* **Exercise requirements**
Put the records from the first line through the line containing "[105,94,122,149]" into a numbered list, skipping any blank lines.

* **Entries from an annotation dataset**
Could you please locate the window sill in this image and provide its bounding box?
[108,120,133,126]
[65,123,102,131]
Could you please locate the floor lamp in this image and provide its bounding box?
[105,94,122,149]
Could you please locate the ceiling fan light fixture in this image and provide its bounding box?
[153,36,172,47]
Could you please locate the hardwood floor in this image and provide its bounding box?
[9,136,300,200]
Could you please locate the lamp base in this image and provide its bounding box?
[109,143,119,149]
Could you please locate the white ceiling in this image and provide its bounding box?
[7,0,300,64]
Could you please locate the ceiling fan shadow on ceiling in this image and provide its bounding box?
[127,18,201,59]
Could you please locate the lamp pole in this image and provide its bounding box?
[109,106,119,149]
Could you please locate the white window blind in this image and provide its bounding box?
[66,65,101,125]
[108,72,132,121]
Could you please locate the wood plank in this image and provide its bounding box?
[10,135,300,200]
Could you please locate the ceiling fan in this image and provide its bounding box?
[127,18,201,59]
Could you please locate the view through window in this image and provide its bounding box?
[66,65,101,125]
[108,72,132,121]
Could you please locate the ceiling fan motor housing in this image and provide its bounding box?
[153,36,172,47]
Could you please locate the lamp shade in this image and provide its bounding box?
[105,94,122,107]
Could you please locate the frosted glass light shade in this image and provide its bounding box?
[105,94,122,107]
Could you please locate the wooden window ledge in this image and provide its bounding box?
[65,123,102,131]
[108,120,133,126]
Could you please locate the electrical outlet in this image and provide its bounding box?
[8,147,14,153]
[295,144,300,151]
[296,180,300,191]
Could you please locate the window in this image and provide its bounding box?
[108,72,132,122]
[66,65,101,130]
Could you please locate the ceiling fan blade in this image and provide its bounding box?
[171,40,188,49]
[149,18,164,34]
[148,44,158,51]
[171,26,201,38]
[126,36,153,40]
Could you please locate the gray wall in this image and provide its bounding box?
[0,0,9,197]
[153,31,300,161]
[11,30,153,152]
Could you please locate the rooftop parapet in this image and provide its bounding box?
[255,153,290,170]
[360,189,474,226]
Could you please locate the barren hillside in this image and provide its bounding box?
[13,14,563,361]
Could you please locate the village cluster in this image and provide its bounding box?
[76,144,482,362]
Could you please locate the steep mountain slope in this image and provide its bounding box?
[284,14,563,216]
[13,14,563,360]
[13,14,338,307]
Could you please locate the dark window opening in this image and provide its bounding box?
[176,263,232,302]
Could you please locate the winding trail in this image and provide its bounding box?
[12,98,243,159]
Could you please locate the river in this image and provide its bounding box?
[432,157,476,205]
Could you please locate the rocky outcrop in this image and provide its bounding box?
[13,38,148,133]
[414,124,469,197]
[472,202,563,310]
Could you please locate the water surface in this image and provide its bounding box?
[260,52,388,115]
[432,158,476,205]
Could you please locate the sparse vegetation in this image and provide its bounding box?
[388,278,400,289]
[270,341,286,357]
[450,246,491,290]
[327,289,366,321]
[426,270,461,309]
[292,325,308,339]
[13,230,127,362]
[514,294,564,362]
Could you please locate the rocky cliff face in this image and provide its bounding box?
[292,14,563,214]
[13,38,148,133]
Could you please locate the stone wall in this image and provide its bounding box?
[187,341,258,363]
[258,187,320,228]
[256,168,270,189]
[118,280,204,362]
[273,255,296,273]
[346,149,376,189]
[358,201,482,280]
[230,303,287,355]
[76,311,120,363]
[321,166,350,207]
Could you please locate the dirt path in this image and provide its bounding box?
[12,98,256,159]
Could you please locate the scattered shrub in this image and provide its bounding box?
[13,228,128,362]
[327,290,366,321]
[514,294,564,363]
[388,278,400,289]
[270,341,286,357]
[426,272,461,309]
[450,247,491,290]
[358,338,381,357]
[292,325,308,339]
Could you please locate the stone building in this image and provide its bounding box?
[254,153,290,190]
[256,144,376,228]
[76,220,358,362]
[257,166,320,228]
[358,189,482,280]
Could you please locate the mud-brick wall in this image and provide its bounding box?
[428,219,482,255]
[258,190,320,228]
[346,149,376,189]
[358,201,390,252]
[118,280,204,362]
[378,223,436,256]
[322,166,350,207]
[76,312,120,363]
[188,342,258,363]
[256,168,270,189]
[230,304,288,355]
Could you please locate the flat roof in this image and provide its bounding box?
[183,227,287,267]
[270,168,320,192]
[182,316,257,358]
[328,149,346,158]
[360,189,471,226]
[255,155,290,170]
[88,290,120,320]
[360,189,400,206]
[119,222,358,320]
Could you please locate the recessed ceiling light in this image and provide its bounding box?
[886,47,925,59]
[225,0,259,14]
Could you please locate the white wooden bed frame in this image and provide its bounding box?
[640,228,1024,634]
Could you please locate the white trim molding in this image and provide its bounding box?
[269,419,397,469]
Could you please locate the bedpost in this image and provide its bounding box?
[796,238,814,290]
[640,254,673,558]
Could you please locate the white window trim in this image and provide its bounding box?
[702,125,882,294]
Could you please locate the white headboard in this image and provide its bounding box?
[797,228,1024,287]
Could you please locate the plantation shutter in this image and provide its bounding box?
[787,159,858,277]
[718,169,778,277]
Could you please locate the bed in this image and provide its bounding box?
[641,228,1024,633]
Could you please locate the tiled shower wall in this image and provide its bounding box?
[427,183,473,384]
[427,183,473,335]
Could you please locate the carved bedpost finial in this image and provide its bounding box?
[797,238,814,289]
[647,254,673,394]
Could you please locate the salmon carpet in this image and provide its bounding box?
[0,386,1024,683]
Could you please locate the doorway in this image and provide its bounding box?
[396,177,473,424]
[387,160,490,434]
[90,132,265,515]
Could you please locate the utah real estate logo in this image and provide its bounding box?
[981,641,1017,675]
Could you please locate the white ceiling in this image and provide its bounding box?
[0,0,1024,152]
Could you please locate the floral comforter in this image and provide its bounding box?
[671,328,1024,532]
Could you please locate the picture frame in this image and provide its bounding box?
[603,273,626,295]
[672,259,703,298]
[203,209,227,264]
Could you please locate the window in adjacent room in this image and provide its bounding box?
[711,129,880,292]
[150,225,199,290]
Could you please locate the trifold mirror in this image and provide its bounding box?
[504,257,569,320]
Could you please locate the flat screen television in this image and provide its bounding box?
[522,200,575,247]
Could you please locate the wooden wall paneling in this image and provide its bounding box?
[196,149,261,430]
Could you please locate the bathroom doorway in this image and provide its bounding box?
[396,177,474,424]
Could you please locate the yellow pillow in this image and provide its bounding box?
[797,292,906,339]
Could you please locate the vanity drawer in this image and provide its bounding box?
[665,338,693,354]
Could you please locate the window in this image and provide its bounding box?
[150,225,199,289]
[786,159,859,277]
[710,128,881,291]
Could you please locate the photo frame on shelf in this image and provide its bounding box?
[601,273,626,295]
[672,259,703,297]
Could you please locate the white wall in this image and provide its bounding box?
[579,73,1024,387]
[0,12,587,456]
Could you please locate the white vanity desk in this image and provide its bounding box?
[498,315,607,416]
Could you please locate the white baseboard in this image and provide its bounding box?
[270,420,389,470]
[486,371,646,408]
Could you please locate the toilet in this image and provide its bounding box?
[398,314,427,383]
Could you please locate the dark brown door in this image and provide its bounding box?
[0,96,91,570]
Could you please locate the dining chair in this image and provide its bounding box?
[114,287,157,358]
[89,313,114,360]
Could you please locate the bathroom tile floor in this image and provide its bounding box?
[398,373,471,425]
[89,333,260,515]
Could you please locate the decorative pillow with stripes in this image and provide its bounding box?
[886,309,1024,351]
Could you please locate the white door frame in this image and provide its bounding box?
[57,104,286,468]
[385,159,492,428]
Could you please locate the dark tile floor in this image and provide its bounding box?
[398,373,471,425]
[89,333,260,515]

* **Final answer**
1. Could you please locate the window sill in this image and provide its bounding box?
2. [108,120,133,126]
3. [65,123,102,131]
4. Could you please locate the floor lamp in this image and provide its bounding box?
5. [105,94,122,149]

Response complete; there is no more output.